** Written task 1 **
In the court opinion excerpt on consent to dormitory searches, list every full reporter citation given for a cited case (volume, reporter, and first page). Leave out short-form references such as "737 F.2d at 202 n. 23."
** Written task 2 **
Pick up the court opinion excerpt on consent to dormitory searches after its final sentence and write the paragraph that follows.

** Document segment **
-*-*-

We addressed a similar situation in Security and Law Enforcement Employees v. Carey, 737 F.2d 187 (2d Cir.1984). In that case, a group of corrections officers challenged strip and body cavity searches conducted at various New York correctional facilities. See id. at 200. Defendants pointed out that each of the corrections officers had received a rule book containing notice that employees on correctional facility premises were subject to search. See id. at 201-02. To the extent that the defendants asserted that the plaintiffs had consented to these searches by receiving the rule book and accepting employment, we rejected that assertion. See id. at 202 n. 23. We noted that a “careful scrutiny of the totality of the circumstances” was required to make a determination regarding the voluntariness of such “consent” and that an important component of this inquiry was “evidence that the person had knowledge of the right to refuse to give consent.” Id.
Indeed, coercion may be found where one is given a choice between one's employment and one's constitutional rights. Cf. Garrity v. New Jersey, 385 U.S. 493, 496, 87 S.Ct. 616, 17 L.Ed.2d 562 (1967) (“The choice imposed on petitioners was one between self-incrimination or job forfeiture. Coercion that vitiates a confession ․ can be mental as well as physical; the blood of the accused is not the only hallmark of an unconstitutional inquisition. Subtle pressures may be as telling as coarse and vulgar ones.”) (internal quotation marks and citation omitted). On the other hand, as we noted in Security and Law Enforcement Employees, such advance notice of a possible search are “factors to be taken into account in determining the extent of the legitimate expectations of privacy.” Sec. and Law Enforcement Employees, 737 F.2d at 202 n. 23. In this instance, however, we have already concluded that the notice of a possible “room” search, contained in the license applications and the regulation itself, did not sufficiently reduce the legitimate expectation of privacy that the dormitory residents possessed with respect to their homes such that a warrantless search was permissible.
Examining the totality of the circumstances applicable here, we conclude that the plaintiffs' acceptance of their licenses and their signatures on the license applications do not constitute effective consent to the dormitory searches conducted here. As a condition of receiving a license, required for employment in New York's racing industry, the Board demanded acquiescence to a blanket waiver of the right to object to any future searches of the plaintiffs' residences. We previously concluded that the Board's interest in conducting such warrantless searches was outweighed by the plaintiffs' high expectation of privacy in their homes, making the search unconstitutional. We therefore conclude that the demand embodied by the waiver provision in the license application is unreasonable, and we refuse to construe plaintiffs' yearly license application as effective consent. Additionally, there is no evidence demonstrating that the plaintiffs were aware of their right to refuse to give consent to this unconstitutional search or indeed whether they could refuse and still obtain employment. See Sec. and Law Enforcement Employees, 737 F.2d at 202 n. 23. We therefore hold that plaintiffs' acquiescence by signing the license application from year to year does not constitute consent, and does not render the dormitory search constitutional.

-*-*-

** Supplied entries **

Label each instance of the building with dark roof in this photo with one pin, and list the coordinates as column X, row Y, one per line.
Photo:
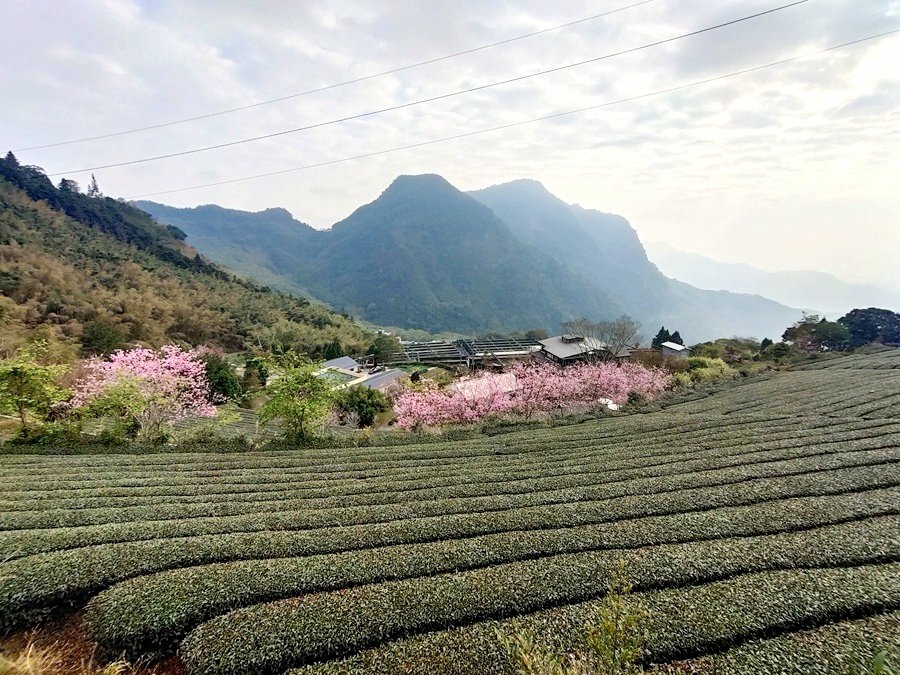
column 569, row 348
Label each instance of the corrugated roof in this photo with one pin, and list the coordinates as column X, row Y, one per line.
column 379, row 380
column 341, row 362
column 562, row 349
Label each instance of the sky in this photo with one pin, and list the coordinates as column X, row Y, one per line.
column 793, row 166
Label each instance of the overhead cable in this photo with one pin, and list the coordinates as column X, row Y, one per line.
column 336, row 85
column 430, row 99
column 522, row 122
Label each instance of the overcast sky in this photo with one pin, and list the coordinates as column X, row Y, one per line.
column 790, row 167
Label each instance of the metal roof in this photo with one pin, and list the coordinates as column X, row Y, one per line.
column 675, row 346
column 379, row 380
column 563, row 349
column 341, row 362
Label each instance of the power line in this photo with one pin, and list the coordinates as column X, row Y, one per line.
column 523, row 122
column 429, row 99
column 338, row 84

-*-*-

** Final result 1 **
737 F.2d 187
385 U.S. 493
87 S.Ct. 616
17 L.Ed.2d 562

** Final result 2 **
4. Qualified Immunity
Having concluded that the dormitory search violated plaintiffs' Fourth Amendment rights, we must now address whether Joel Leveson is entitled to qualified immunity. Although the district court concluded that no constitutional violation occurred, it also implicitly held that Leveson would be entitled to qualified immunity in any event because “the contours of the December 1997 administrative searches of highly regulated areas such as race tracks were not clearly established.” Anobile, 66 F.Supp.2d at 489. Because we disagree with the district court's Fourth Amendment conclusion, we directly address the qualified immunity issue. In so doing, however, we agree with the district court's implicit conclusion that Leveson is entitled to qualified immunity.
The doctrine of qualified immunity provides immunity to government officials sued in their individual capacity in any of three situations: (1) if the conduct at issue is not prohibited by federal law; (2) even if the conduct was prohibited, if the plaintiff's right was not clearly established at the time of the conduct; or (3) if the defendant's conduct was objectively legally reasonable in light of clearly established law. X-Men Sec., Inc. v. Pataki, 196 F.3d 56, 66 (2d Cir.1999).
We have already concluded that the plaintiffs whose rooms were searched have demonstrated a violation of their Fourth Amendment rights. Therefore, we must determine if the right violated was clearly established at the time of the conduct. See X-Men, 196 F.3d at 66. For a right to be clearly established,
[t]he contours of the right must be sufficiently clear that a reasonable official would understand that what he is doing violates that right. This is not to say that an official action is protected by qualified immunity unless the very action in question has previously been held unlawful; but it is to say that in the light of pre-existing law the unlawfulness must be apparent.
Anderson v. Creighton, 483 U.S. 635, 640, 107 S.Ct. 3034, 97 L.Ed.2d 523 (1987) (internal citations omitted).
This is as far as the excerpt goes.